> **Things to do**:
1. Transcribe the passage on millionaire wealth, starting with "Worldwide, 11 million" and going on through "number of millionaires.", with every word and punctuation mark kept as it appears.
2. Pick up the article on the growing wealth of millionaires where it stops, and extend it by several sentences in the same reporting style.

> **Selection**:
——

"Times are tough for workers in the U.S. where a recession has a stranglehold on much of the economy, but life is perfectly rosy for those at the top.
The riches of the wealthiest North Americans grew by double digits in 2009, primarily from interest their money earned when it was invested in the stock market and elsewhere, according to a report by the Boston Consulting Group.
Millionaires in the U.S. and Canada saw their wealth increase 15 percent in 2009, to a total of 4.6 trillion dollars, the report found.
Worldwide, 11 million - or less than 1 percent of all households - were millionaires in 2009. They owned about 38 percent of the world's wealth or 111 trillion dollars, up from about 36 percent in 2008, according to Boston Consulting Group.
About 4.7 million millionaires live in the U.S., four percent of the population and more than anywhere else in the world. Japan, China, Britain and Germany followed the U.S. in the number of millionaires.

——

> **Data records**:
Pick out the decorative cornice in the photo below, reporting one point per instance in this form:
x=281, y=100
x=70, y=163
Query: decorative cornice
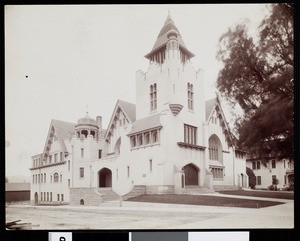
x=175, y=108
x=187, y=145
x=48, y=165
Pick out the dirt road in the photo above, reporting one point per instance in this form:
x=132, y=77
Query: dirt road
x=134, y=216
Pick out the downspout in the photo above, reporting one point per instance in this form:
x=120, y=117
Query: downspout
x=72, y=165
x=233, y=166
x=39, y=179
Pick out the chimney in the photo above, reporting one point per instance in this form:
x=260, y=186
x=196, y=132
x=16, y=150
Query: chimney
x=99, y=122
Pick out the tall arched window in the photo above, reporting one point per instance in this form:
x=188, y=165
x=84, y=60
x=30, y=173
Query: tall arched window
x=153, y=97
x=190, y=96
x=133, y=141
x=55, y=177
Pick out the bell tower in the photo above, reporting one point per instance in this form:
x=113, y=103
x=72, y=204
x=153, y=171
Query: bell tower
x=171, y=81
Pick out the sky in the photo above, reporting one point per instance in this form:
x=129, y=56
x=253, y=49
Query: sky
x=64, y=60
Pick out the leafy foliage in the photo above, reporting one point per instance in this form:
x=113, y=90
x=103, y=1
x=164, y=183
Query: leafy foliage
x=258, y=76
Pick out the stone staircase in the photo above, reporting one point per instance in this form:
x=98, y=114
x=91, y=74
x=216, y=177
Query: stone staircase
x=91, y=196
x=218, y=188
x=106, y=194
x=194, y=190
x=137, y=190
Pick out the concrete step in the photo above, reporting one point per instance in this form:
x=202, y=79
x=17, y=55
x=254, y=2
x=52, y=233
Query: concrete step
x=194, y=190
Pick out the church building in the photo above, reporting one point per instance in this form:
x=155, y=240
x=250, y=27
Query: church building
x=171, y=140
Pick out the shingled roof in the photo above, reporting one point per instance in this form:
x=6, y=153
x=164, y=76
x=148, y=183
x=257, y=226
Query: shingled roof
x=162, y=38
x=128, y=108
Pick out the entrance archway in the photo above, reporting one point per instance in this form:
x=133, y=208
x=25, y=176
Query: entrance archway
x=191, y=175
x=105, y=177
x=36, y=198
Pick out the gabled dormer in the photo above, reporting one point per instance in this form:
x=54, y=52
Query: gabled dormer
x=123, y=114
x=55, y=149
x=216, y=121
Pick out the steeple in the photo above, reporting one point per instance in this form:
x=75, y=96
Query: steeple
x=163, y=38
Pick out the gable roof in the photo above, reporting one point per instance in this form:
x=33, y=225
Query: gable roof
x=22, y=186
x=162, y=38
x=63, y=130
x=127, y=108
x=213, y=104
x=145, y=124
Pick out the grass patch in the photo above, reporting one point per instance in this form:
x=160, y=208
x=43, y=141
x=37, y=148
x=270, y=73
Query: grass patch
x=267, y=194
x=204, y=200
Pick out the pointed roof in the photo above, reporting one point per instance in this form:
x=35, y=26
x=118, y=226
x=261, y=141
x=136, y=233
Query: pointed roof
x=162, y=38
x=128, y=108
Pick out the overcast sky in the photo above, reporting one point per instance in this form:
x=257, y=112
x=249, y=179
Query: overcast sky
x=59, y=59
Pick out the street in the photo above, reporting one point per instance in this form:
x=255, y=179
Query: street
x=134, y=215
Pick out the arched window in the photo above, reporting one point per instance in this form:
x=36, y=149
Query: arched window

——

> **Outputs for the tasks**:
1.
Worldwide, 11 million - or less than 1 percent of all households - were millionaires in 2009. They owned about 38 percent of the world's wealth or 111 trillion dollars, up from about 36 percent in 2008, according to Boston Consulting Group.
About 4.7 million millionaires live in the U.S., four percent of the population and more than anywhere else in the world. Japan, China, Britain and Germany followed the U.S. in the number of millionaires.

2.
Their fortune is a stark contrast to the lives of more than 15 million people in the U.S. who are unemployed and searching for work, and the eight million more who are just getting by with a part-time job...More than two million more people were working prior to the recession but have now dropped out of the labour force. [...]
The recession isn't hitting those at the top as it has workers. In fact, many wealthy people benefited from the stock market's ups and downs, said Mike Lapham, director of the Responsible Wealth Project at United for a Fair Economy, an NGO in Boston.
'Folks at the top have a cushion, a disposable income to fall back on. Maybe their portfolios took a hit but they didn't lose their jobs and their homes. If they had losses, they can deduct them from their taxes,' Lapham told IPS. [...]"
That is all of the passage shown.